Aim of the exercise
Copy all of the material below word for word, leaving out the pictures.

Listed records
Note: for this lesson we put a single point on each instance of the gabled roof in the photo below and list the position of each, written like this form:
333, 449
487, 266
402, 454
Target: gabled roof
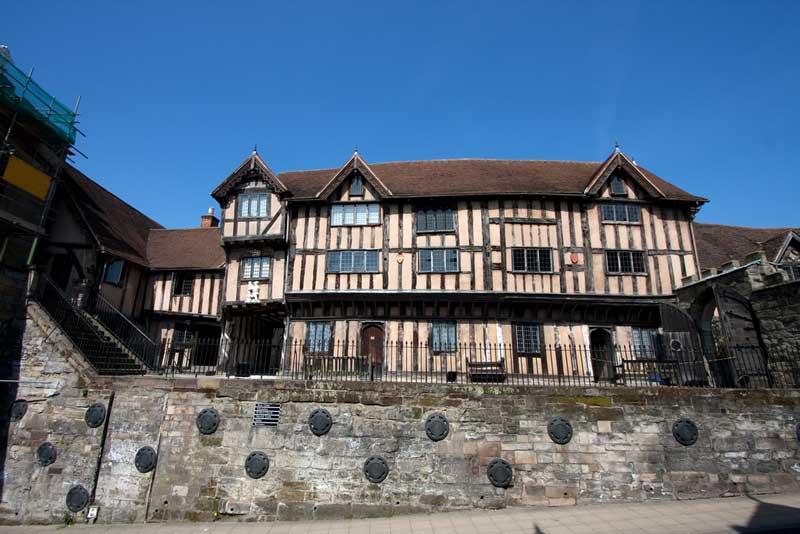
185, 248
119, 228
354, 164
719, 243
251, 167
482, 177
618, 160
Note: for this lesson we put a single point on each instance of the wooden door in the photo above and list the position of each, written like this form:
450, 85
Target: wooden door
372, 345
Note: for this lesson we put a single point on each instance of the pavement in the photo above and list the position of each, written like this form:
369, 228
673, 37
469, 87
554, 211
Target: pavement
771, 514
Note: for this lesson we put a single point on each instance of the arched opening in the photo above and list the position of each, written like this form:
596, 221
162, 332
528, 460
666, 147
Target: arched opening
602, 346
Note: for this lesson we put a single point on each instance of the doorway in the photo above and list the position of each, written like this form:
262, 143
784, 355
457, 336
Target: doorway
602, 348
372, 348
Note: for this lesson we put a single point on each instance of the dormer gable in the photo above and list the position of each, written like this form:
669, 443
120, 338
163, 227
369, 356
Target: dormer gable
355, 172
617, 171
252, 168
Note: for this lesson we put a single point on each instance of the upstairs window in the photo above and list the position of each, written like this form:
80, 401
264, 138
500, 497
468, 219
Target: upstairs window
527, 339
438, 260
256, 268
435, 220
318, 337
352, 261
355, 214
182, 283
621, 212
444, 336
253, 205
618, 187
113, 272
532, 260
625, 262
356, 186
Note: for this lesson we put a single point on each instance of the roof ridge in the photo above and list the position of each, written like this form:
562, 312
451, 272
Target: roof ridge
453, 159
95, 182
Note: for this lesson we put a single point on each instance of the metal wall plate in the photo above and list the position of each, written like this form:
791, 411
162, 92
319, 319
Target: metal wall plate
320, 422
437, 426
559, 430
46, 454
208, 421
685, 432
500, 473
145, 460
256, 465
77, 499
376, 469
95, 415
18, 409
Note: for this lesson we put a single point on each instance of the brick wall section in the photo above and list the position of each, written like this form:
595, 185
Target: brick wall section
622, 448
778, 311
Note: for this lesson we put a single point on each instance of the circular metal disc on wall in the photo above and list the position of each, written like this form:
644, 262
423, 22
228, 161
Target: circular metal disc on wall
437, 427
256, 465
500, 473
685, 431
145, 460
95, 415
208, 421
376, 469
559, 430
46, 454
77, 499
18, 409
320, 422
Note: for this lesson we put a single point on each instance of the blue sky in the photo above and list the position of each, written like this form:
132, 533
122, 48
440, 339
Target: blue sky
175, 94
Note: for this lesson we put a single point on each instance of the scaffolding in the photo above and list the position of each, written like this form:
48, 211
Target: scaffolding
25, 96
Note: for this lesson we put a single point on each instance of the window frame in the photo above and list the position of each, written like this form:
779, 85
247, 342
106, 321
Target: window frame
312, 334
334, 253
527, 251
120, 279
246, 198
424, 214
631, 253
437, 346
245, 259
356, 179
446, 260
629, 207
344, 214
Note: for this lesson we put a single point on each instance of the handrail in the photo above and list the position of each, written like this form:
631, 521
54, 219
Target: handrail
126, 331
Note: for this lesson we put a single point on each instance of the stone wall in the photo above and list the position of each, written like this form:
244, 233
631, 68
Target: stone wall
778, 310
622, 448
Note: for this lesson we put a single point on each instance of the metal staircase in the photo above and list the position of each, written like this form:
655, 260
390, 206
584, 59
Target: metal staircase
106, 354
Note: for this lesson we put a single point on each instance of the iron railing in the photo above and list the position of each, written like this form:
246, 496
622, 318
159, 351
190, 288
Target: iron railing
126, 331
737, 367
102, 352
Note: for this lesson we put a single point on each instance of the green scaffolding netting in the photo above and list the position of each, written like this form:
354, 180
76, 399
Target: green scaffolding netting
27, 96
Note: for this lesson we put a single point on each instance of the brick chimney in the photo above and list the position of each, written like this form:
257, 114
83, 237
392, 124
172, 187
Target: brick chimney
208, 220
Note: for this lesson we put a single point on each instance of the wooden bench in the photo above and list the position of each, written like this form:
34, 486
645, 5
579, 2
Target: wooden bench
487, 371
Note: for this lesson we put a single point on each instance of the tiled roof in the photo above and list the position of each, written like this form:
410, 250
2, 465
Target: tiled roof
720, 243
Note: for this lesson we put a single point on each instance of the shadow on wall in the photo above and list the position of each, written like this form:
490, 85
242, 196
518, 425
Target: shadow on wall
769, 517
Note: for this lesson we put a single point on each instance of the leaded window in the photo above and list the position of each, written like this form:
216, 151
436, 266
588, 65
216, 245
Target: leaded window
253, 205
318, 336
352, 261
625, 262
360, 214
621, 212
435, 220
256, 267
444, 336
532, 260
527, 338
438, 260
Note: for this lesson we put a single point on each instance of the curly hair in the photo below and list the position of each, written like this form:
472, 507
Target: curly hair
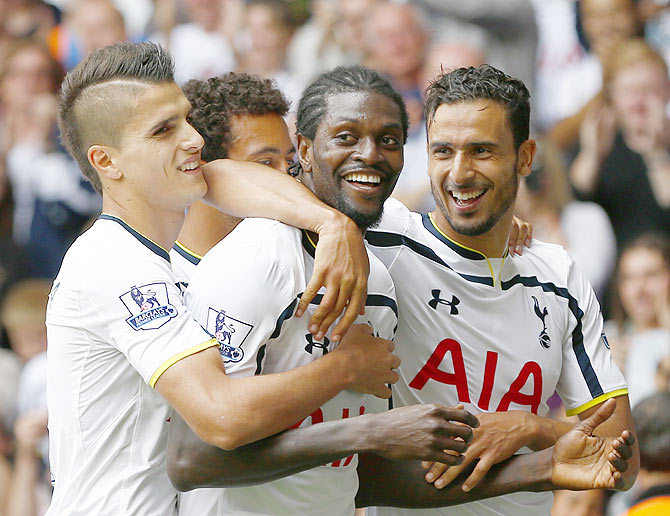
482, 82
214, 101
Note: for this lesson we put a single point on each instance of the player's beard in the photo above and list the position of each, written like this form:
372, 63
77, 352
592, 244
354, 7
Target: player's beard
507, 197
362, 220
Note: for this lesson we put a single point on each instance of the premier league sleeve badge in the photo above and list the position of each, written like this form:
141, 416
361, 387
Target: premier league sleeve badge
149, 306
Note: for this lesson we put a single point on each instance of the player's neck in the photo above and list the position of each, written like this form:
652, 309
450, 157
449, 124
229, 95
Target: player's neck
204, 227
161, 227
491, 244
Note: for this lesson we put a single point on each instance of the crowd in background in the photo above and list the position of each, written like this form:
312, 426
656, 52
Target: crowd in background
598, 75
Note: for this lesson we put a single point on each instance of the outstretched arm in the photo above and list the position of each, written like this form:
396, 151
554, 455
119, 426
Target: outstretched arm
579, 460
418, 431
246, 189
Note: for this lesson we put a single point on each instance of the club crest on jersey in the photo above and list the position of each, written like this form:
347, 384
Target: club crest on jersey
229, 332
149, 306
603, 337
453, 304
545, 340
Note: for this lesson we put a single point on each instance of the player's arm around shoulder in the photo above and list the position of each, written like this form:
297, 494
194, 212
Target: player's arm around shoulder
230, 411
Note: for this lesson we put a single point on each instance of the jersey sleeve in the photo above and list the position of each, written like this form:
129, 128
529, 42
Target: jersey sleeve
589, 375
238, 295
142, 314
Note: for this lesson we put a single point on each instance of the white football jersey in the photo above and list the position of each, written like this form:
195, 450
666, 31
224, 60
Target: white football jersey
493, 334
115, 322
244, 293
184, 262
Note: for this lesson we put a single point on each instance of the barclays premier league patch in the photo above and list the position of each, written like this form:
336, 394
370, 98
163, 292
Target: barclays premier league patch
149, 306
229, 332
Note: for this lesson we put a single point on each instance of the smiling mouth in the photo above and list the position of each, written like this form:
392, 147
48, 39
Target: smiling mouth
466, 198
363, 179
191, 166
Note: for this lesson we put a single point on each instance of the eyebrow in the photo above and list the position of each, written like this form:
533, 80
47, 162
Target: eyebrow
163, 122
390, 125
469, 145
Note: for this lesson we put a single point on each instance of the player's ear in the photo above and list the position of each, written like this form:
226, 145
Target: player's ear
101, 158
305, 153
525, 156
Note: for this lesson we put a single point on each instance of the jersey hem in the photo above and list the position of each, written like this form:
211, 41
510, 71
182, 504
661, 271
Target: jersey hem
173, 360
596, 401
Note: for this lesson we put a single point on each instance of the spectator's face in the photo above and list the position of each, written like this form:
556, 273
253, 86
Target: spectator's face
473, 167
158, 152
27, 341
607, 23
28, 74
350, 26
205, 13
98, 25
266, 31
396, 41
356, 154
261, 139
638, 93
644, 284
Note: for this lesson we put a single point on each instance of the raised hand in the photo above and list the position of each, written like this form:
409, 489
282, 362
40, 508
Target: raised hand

Solution for this task
Note: for this lesson we put a single point on each instance of the gabled roof in the photo below and list the position of each, written like this form:
333, 449
487, 266
402, 454
Target: gabled roof
185, 248
119, 228
354, 164
719, 243
251, 167
482, 177
618, 160
Note: for this lesson we put a single point on each instance of the wooden door in the photo above and list the position of each, written like this form:
450, 85
Target: wooden door
372, 345
Note: for this lesson we put a single point on each instance of the pavement in the photo above and list the position of each, written like this form:
369, 228
673, 37
469, 87
554, 211
Target: pavement
771, 514
Note: for this lesson we put a single point on each instance of the arched opening in the photo above and list the position of each, written like this form:
596, 221
162, 332
528, 460
666, 147
Target: arched opening
602, 346
Note: for this lesson we put a single point on each instance of the doorway in the photo above and list the position of each, written like this form:
262, 143
784, 355
457, 336
Target: doorway
602, 348
372, 348
Note: for this lesson we put a single point on each instance of the dormer gable in the photo above and list the position of each, written like this form:
669, 443
120, 338
163, 227
369, 356
Target: dormer gable
355, 172
617, 171
252, 168
Note: for this lesson we put a single point on each instance of the upstairs window in the photo above and list the position of each, written like this form:
80, 401
264, 138
500, 497
468, 219
Target: upstairs window
527, 339
438, 260
256, 268
435, 220
318, 337
352, 261
355, 214
182, 283
621, 212
444, 336
253, 205
618, 187
113, 272
532, 260
625, 262
356, 186
Note: for this lesson we put a single point on each instance of the roof ridge in the photo above and list the position of each, written like this form:
562, 312
451, 272
Target: roof ridge
453, 159
95, 182
Note: for this lesson we put a single point on each instance of the metal wall plate in the photo above and list the position of each, written like this form:
791, 411
162, 92
319, 319
Target: metal wall plate
320, 422
437, 426
559, 430
46, 454
208, 421
685, 432
500, 473
145, 460
256, 465
77, 499
376, 469
95, 415
18, 409
Note: for this lesson we put a single point on each instance of the brick wall section in the photo above and list the position of each, written like this form:
595, 185
Target: brick wall section
622, 448
778, 311
Note: for this lesson we put a single point on each instance of the circular metal disc on wall in the photo above and list the position of each, written like this form:
644, 262
423, 22
228, 161
Target: circular metal disc on wall
437, 427
256, 465
500, 473
685, 431
145, 460
95, 415
208, 421
376, 469
559, 430
46, 454
77, 499
18, 409
320, 422
Note: for this lesson we put a single point on each instance of the blue sky in the photo above and list the position of each, written like this form:
132, 533
122, 48
440, 339
Target: blue sky
175, 94
Note: for this lesson we put a single point on each instance of the scaffolding in the photo above and list the position of each, written like this form:
48, 211
Target: scaffolding
25, 96
Note: for this lesson we put a single point on each instance of the window frame in the photo above and list the position of each, written like this form:
779, 85
247, 342
106, 321
Target: window frame
312, 334
334, 253
527, 251
120, 279
246, 198
424, 214
631, 253
437, 346
245, 259
356, 179
446, 260
629, 207
344, 214
Note: for this lesson we put a single point on each instance of the handrail in the photo above and list the position of each, written like this form:
631, 521
54, 219
Target: handrail
126, 331
Note: for this lesson we put a single point on each instance of the stone wall in the photo above and list the position of each, written like this form:
244, 233
631, 68
Target: stone wall
778, 310
622, 448
Note: for this lesson we put a single point on each instance of the metal staircase in the photo above and list the position of each, written like this form:
655, 260
390, 206
584, 59
Target: metal staircase
106, 354
Note: for this lesson we put a single point on each instance of the iron railing in the photo above and list the position of each, written like this form:
246, 496
622, 318
159, 351
190, 288
Target: iron railing
126, 331
737, 367
102, 352
Note: for this lesson we put a single point on each instance of the green scaffolding netting in the photo above and list the position of each, written like this form:
354, 180
76, 399
Target: green scaffolding netting
27, 96
Note: for this lesson we put a single point on each instance of the brick chimney in the photo above and list the position of each, written like this form:
257, 114
83, 237
392, 124
172, 187
Target: brick chimney
208, 220
Note: for this lesson we put a single point on each instance of the wooden bench in the photo above and list the position of each, written like this form:
34, 486
645, 5
579, 2
Target: wooden bench
487, 371
Note: for this lesson we put a single point on each instance of the tiled roof in the photo above and list the position of each, written like this form:
410, 250
2, 465
Target: tiled roof
720, 243
Note: for this lesson we put a single point on each instance of the shadow on wall in the photo above and list the position of each, written like this form:
490, 85
242, 196
518, 425
Target: shadow on wall
769, 517
Note: for this lesson we put a single point on each instance of the leaded window in the photo above and list the position of each, written like this form:
216, 151
436, 266
588, 65
216, 245
Target: leaded window
253, 205
318, 336
352, 261
625, 262
360, 214
621, 212
435, 220
256, 267
444, 336
532, 260
527, 338
438, 260
Note: for this lesson we put a single point on each instance of the curly hair in the photo below and list the position of each, written like this form:
472, 507
Target: curly hair
482, 82
214, 101
Note: for this lesson we put a single point on each instance of the player's beard in the photo above and list the position of each, written like this form:
372, 63
77, 352
592, 244
354, 7
Target: player's beard
507, 197
362, 220
Note: for this lesson we put a single point on each instance of the premier league sleeve badge in the photo above and list the position of each, written like this form:
141, 416
361, 387
Target: premier league sleeve badge
149, 306
Note: for this lesson we put a single point on each instance of the player's neck in the photo above and list the position of each, written like this form:
652, 309
450, 157
449, 124
229, 95
Target: player's neck
204, 227
161, 227
491, 244
Note: for this lesson we put a single point on each instance of the crowd in background in the photo above and list the position of each, written like this form:
312, 426
656, 52
Target: crowd in background
598, 75
Note: for this lesson we put a single point on each instance of the outstretched arm in the photo above and list the position of each, written like this form:
396, 151
554, 455
119, 426
Target: outstretched arm
579, 460
418, 431
246, 189
Note: for this lesson we put a single point on each instance of the club crest on jersey in the photo above and list the position of each, written like this form:
347, 384
Target: club crest on jersey
229, 332
149, 306
603, 337
453, 304
545, 340
Note: for this lesson we put a single point on each instance of the player's arm around shoulder in the photo above and list the position of each, written like this form:
297, 494
194, 212
Target: player's arm around shoulder
230, 411
Note: for this lesson we put a single point on each instance of the jersey sleeve in the photo above and list the position of each, written like this form:
129, 128
529, 42
Target: jersey sleeve
589, 375
238, 295
142, 314
Note: for this lesson we put a single point on each instance of the white football jersey in the photo above and list the position of each, written like this form:
195, 450
666, 31
224, 60
Target: white football jersey
493, 334
115, 322
244, 293
184, 262
Note: for this lesson we put a single point on each instance of the barclays premier league patch in the photo above and list the position of each, written like this form:
336, 394
370, 98
163, 292
Target: barclays premier league patch
149, 306
229, 332
Note: for this lesson we put a single point on each instance of the smiling mouth in the photo above and list the position of each, written like this form:
392, 147
48, 39
Target: smiling mouth
466, 198
363, 179
191, 166
Note: for this lesson we put a single point on each instance of the eyebrow in the photo above and list the position of each, written like this form:
533, 80
47, 162
Target: eyebrow
163, 122
390, 125
469, 145
Note: for this lesson we put a single point on each instance of the player's ear in the photo above and list the position of each, written like this form:
226, 145
Target: player's ear
101, 158
305, 153
525, 156
Note: for this lesson we put a single point on each instance of the jersey hem in the photo above and list the position of each, written like this form:
211, 41
510, 71
182, 504
661, 271
Target: jersey hem
173, 360
596, 401
Note: for this lesson we put a single point on each instance of the spectator's face in the photo above and list the position of each, written like this form:
556, 273
253, 86
Target: spectator's face
473, 167
158, 152
27, 341
607, 23
28, 74
350, 26
205, 13
98, 25
266, 31
396, 41
356, 154
261, 139
638, 93
644, 284
Note: for this lesson we put a single point on each instance of the raised hand in the photo above and list the position of each, written like this form:
409, 489
282, 362
40, 508
Target: raised hand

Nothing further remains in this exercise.